PROBLEM TO SOLVE: Which of the lines below contain the string "picks"? Copy each one.

PROVIDED MATERIAL:
________________

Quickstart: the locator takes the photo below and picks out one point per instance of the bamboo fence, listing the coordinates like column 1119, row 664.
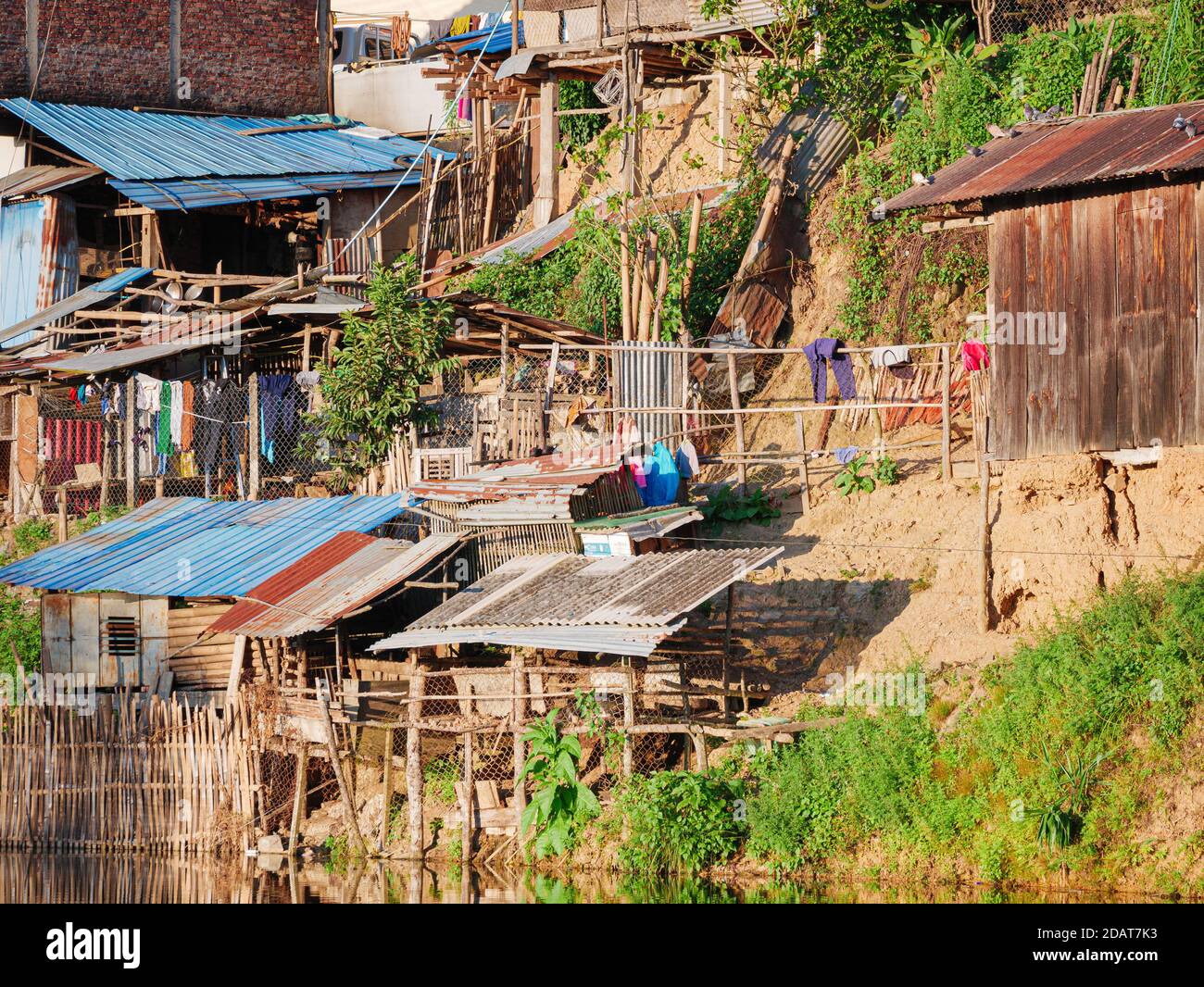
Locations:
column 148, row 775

________________

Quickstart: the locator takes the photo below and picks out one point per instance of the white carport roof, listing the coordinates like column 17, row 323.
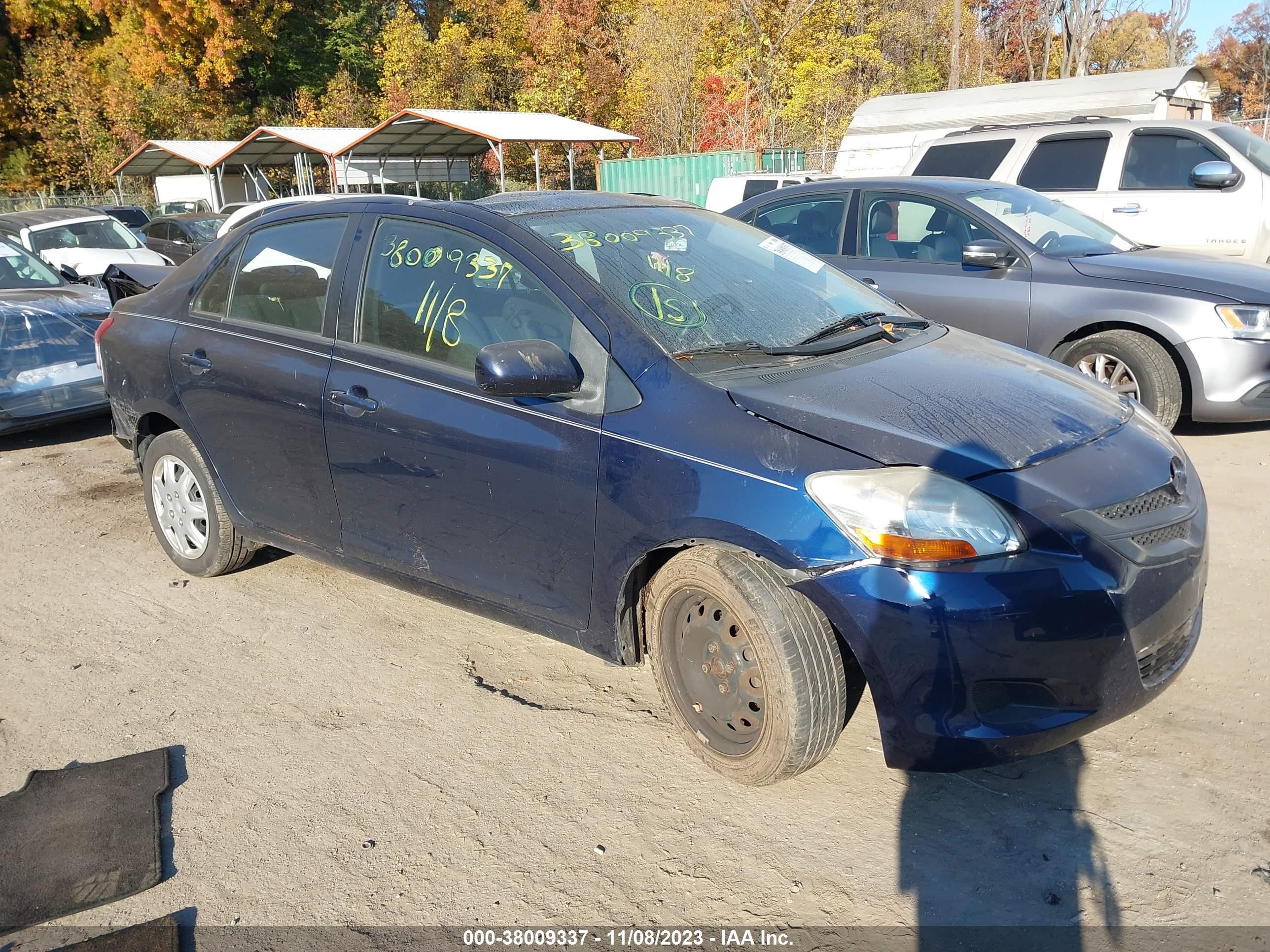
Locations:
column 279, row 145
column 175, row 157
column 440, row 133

________________

TASK RESULT:
Quickstart: the locator takes the photo below and picks out one point per instance of the bamboo fence, listing the coordinates like column 1119, row 664.
Quickstart: the locator takes the photo below and picks out one point per instance of the white carport roof, listing the coordinates like column 17, row 323.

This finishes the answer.